=== Instruction ===
Repeat every line of the material below exactly, with nothing changed.

[Data extracted from a collection]
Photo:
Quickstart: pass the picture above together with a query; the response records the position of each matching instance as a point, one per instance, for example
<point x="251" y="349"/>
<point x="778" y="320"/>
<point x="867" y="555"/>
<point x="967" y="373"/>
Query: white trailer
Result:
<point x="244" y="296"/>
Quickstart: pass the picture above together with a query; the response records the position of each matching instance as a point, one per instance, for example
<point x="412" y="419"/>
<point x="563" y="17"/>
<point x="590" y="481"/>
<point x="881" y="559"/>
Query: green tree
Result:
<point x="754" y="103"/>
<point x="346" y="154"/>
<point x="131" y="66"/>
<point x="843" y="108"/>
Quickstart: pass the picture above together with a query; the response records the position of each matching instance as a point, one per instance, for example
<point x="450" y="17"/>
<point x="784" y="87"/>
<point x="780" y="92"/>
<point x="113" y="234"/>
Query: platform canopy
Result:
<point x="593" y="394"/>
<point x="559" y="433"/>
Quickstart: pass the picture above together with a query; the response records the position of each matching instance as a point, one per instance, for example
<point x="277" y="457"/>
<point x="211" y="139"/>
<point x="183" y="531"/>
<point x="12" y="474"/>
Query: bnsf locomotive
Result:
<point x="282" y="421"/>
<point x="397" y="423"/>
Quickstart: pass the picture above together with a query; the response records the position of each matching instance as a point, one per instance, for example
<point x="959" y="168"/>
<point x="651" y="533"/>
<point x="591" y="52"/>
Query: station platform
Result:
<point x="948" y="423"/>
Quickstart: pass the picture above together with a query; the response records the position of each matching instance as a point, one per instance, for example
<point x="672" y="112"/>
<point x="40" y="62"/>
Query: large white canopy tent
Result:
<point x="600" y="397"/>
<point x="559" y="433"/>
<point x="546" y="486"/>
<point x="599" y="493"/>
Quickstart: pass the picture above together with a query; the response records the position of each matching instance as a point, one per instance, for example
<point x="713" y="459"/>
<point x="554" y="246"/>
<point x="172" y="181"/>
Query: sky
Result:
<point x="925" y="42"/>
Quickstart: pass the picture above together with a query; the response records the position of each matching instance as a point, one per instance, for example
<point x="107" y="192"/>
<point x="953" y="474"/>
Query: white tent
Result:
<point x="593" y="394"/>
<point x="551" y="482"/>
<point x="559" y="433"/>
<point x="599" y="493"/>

=== Written reply ===
Photo:
Quickstart: pass the picture above together with a query; the response records the position of each matching instance as a point, one per instance, for example
<point x="251" y="349"/>
<point x="778" y="320"/>
<point x="867" y="555"/>
<point x="967" y="373"/>
Query: white trailer
Result:
<point x="244" y="296"/>
Quickstart: pass the picture above together with a query; the response records the position of each matching instance as a point, one per instance, for example
<point x="412" y="419"/>
<point x="563" y="17"/>
<point x="590" y="481"/>
<point x="881" y="559"/>
Query: green tree
Result:
<point x="754" y="103"/>
<point x="346" y="154"/>
<point x="131" y="66"/>
<point x="843" y="108"/>
Quickstart: pass the picture above together with a query; the response records the position of each matching instance as a point, one per instance, for example
<point x="450" y="17"/>
<point x="784" y="87"/>
<point x="780" y="92"/>
<point x="113" y="234"/>
Query: platform canopy
Result:
<point x="593" y="394"/>
<point x="559" y="433"/>
Quickstart: pass the picture above together with a query; the response records the position of each matching instance as a point, one per instance, for example
<point x="277" y="457"/>
<point x="211" y="139"/>
<point x="183" y="531"/>
<point x="12" y="474"/>
Query: bnsf locomotive
Result:
<point x="282" y="421"/>
<point x="397" y="423"/>
Quickstart: pass the picture above together with a query; the response records the position of each matching instance as a point, one per instance, for example
<point x="959" y="168"/>
<point x="651" y="533"/>
<point x="591" y="52"/>
Query: station platform
Result:
<point x="948" y="423"/>
Quickstart: pass the picture above together with a query; the response records the position of each matching instance as a point, one per instance, for example
<point x="672" y="112"/>
<point x="40" y="62"/>
Query: large white canopy tent
Result:
<point x="600" y="397"/>
<point x="559" y="433"/>
<point x="546" y="486"/>
<point x="599" y="493"/>
Quickstart: pass the picture above together with a query; the response records the position of each matching instance as a point, one per instance, for example
<point x="713" y="459"/>
<point x="554" y="246"/>
<point x="172" y="181"/>
Query: sky
Result:
<point x="925" y="42"/>
Quickstart: pass the picture above together with a query; the response records the position of each matching instance as a point, one per instance, for example
<point x="107" y="192"/>
<point x="953" y="474"/>
Query: white tent
Result:
<point x="593" y="394"/>
<point x="551" y="482"/>
<point x="559" y="433"/>
<point x="599" y="493"/>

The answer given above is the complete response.